Our secret knowledge @work
Yesterday I was reminded of an Irish poet, and also of another poet who died three years before the other was born. I was explaining something to a young colleague at the brewery as we were doing Friday morning kegging at two different stations…beer on the one and root beer on the other.
We all have accumulated secret knowledge which just comes along as we live our lives and try to do our work. It’s our experience and knowledge that allows us to appreciate nuances and predict an outcome. Nothing extraordinary about it. This week I was faced with a decision, and I saw that what I determined surprised others who were relatively recent entrants into the world of professional brewing and who were watching me as the situation unfolded. I had to think about a process in real time, and was comfortable with what I decided. And then I made another decision later when data changed. I am sure that in their futures, the young professionals will allow the paradigm of rigor and correction to be influenced by what they have learned in the years up to that point. That’s human nature. We start with knowing a relationship between cause and effect that is very close, and as our careers move along we gain experiences that lend a broader perspective.
The end of my academic career in 1994 coincided with my inconsequential departure from my lovely college, and at the same time, the notable departure of a scholar and poet who wrote,
“The true and durable path into and through experience involves being true … to your own solitude, true to your own secret knowledge.”

┄┄┄┄┄┄

→ **GOAL OF THE EXERCISE**
In the brewery passage above, what was being kegged at the two stations on Friday morning?

→ **DATA LISTING**
┄┄┄┄┄┄

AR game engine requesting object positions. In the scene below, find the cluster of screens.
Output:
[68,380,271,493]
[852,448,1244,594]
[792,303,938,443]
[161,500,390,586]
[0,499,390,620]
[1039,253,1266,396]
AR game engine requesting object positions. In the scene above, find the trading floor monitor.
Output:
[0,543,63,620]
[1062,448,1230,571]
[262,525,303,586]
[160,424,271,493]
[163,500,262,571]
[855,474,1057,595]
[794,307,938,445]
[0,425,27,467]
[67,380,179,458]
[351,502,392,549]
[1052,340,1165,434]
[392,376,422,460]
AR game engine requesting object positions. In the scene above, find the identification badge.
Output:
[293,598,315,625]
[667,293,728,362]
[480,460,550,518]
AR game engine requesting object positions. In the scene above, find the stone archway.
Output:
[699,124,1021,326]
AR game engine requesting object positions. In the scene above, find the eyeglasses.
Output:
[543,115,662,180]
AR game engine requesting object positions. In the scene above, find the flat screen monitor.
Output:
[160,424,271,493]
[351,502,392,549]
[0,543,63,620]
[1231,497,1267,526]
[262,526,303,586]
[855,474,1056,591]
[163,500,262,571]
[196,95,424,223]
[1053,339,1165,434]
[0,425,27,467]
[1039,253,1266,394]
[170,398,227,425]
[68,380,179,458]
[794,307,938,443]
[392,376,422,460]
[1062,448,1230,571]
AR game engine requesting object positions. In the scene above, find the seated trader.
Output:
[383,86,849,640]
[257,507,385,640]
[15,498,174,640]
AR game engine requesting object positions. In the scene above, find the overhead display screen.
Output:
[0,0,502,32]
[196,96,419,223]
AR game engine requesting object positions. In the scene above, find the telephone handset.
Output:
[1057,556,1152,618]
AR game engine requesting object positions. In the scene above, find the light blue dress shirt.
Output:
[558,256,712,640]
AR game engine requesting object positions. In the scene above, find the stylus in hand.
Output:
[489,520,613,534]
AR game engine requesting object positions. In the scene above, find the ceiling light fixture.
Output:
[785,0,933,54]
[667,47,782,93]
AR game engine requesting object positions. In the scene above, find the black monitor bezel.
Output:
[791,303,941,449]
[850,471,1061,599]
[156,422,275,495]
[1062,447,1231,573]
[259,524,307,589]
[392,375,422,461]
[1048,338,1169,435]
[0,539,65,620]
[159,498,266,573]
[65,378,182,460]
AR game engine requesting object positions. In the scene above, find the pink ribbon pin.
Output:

┄┄┄┄┄┄

→ **WORKED SOLUTION**
Beer at one station and root beer at the other.